= TASK DIRECTIONS =
Retype the excerpt about the shadow war between Iran and Israel from "The attacks represent" to "Iran-backed Iraqi militia.", keeping every word and punctuation mark unchanged.
* START GIVEN TEXT *
The attacks represent a new escalation in the shadow war between Iran and Israel, which has broken into the open and threatens to set off a wider confrontation.
In one 18-hour period over the weekend, an Israeli airstrike killed two Iranian-trained militants in Syria, a drone set off a blast near a Hezbollah office in Beirut’s southern suburbs and an airstrike in Qaim, Iraq, killed a commander of an Iran-backed Iraqi militia.
Israel accuses Iran of trying to establish an overland arms-supply line through Iraq and northern Syria to Lebanon. The attacks, only one of which Israel has publicly acknowledged, were aimed at stopping Iran and signaling to its proxies that Israel will not tolerate a fleet of smart missiles on its borders, officials and analysts said.
“Iran is building something here in the region,” said Sima Shine, a former head of research for Israeli intelligence, now a scholar at the Institute for National Security Studies in Tel Aviv. “What’s changed is that the process reached a level in which Israel has to act differently.”
* END GIVEN TEXT *
* START EXTRACTED MATERIAL *
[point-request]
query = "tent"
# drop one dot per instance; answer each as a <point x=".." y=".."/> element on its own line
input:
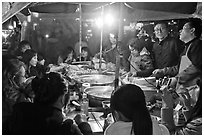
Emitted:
<point x="142" y="11"/>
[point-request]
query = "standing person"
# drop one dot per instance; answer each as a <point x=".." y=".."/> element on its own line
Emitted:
<point x="141" y="64"/>
<point x="166" y="51"/>
<point x="22" y="47"/>
<point x="66" y="56"/>
<point x="191" y="109"/>
<point x="190" y="69"/>
<point x="115" y="48"/>
<point x="85" y="54"/>
<point x="131" y="114"/>
<point x="44" y="116"/>
<point x="30" y="59"/>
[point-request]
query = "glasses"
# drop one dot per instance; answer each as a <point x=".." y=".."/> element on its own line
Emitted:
<point x="159" y="29"/>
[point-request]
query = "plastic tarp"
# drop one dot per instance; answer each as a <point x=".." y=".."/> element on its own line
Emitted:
<point x="10" y="9"/>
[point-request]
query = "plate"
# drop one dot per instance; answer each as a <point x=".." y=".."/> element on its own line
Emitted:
<point x="96" y="79"/>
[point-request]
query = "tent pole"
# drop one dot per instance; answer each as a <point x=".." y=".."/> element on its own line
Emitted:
<point x="101" y="42"/>
<point x="120" y="35"/>
<point x="80" y="31"/>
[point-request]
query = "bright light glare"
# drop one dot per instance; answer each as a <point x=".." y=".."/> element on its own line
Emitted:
<point x="98" y="22"/>
<point x="10" y="27"/>
<point x="47" y="36"/>
<point x="109" y="19"/>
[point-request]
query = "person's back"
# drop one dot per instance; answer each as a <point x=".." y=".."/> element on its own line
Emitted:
<point x="44" y="116"/>
<point x="35" y="119"/>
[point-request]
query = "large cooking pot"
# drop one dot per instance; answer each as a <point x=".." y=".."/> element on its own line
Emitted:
<point x="97" y="94"/>
<point x="96" y="79"/>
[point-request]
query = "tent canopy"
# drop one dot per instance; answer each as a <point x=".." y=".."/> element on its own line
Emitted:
<point x="136" y="11"/>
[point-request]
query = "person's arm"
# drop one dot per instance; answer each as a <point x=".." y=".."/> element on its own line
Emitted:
<point x="194" y="127"/>
<point x="170" y="71"/>
<point x="81" y="121"/>
<point x="188" y="74"/>
<point x="146" y="67"/>
<point x="85" y="128"/>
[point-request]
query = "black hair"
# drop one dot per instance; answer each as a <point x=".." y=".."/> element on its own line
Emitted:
<point x="23" y="43"/>
<point x="66" y="52"/>
<point x="28" y="55"/>
<point x="197" y="109"/>
<point x="87" y="49"/>
<point x="49" y="88"/>
<point x="163" y="23"/>
<point x="135" y="43"/>
<point x="130" y="101"/>
<point x="197" y="24"/>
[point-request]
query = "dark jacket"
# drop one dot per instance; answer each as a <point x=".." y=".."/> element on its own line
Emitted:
<point x="195" y="69"/>
<point x="166" y="53"/>
<point x="36" y="119"/>
<point x="193" y="127"/>
<point x="120" y="50"/>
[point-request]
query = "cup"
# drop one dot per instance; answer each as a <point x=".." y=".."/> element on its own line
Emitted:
<point x="106" y="108"/>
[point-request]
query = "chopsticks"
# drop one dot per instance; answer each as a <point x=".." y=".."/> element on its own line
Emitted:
<point x="99" y="124"/>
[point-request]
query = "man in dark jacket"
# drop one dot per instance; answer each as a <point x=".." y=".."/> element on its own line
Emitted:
<point x="166" y="51"/>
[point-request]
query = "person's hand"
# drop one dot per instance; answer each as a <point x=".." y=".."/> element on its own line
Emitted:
<point x="166" y="96"/>
<point x="79" y="118"/>
<point x="158" y="73"/>
<point x="29" y="80"/>
<point x="186" y="99"/>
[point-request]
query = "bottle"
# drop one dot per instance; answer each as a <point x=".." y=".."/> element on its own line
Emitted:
<point x="85" y="104"/>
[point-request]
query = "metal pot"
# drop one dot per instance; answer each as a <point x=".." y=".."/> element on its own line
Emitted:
<point x="97" y="94"/>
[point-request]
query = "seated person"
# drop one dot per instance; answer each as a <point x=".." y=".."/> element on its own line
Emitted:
<point x="22" y="47"/>
<point x="85" y="55"/>
<point x="76" y="47"/>
<point x="44" y="116"/>
<point x="114" y="49"/>
<point x="131" y="114"/>
<point x="30" y="59"/>
<point x="191" y="109"/>
<point x="140" y="61"/>
<point x="13" y="91"/>
<point x="67" y="56"/>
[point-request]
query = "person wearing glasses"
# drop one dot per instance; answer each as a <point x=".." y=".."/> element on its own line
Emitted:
<point x="166" y="52"/>
<point x="141" y="64"/>
<point x="190" y="69"/>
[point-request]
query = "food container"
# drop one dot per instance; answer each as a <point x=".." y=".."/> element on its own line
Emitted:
<point x="96" y="79"/>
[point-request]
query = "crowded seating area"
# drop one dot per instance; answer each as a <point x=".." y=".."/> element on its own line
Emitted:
<point x="63" y="76"/>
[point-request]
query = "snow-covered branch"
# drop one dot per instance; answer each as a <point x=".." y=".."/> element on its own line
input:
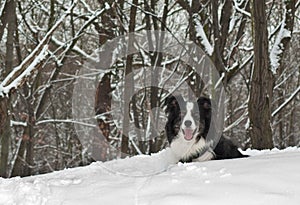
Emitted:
<point x="277" y="49"/>
<point x="237" y="7"/>
<point x="286" y="102"/>
<point x="201" y="33"/>
<point x="17" y="76"/>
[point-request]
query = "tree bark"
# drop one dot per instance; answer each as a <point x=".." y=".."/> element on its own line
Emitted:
<point x="128" y="83"/>
<point x="262" y="83"/>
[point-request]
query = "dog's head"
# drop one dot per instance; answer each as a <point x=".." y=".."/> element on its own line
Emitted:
<point x="189" y="120"/>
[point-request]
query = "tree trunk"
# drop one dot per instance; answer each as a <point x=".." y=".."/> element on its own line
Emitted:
<point x="262" y="83"/>
<point x="8" y="18"/>
<point x="128" y="83"/>
<point x="4" y="136"/>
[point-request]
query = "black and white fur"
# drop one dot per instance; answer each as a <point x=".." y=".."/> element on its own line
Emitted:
<point x="187" y="127"/>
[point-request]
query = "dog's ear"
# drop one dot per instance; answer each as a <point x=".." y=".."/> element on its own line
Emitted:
<point x="171" y="103"/>
<point x="204" y="103"/>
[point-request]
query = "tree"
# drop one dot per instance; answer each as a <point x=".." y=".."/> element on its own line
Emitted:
<point x="262" y="83"/>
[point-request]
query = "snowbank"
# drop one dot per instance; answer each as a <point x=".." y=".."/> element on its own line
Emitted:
<point x="268" y="177"/>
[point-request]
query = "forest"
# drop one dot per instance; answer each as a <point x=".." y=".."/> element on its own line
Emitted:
<point x="70" y="96"/>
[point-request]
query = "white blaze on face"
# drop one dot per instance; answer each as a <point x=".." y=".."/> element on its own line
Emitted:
* END EXTRACTED MATERIAL *
= THE RESPONSE =
The attacks represent a new escalation in the shadow war between Iran and Israel, which has broken into the open and threatens to set off a wider confrontation.
In one 18-hour period over the weekend, an Israeli airstrike killed two Iranian-trained militants in Syria, a drone set off a blast near a Hezbollah office in Beirut’s southern suburbs and an airstrike in Qaim, Iraq, killed a commander of an Iran-backed Iraqi militia.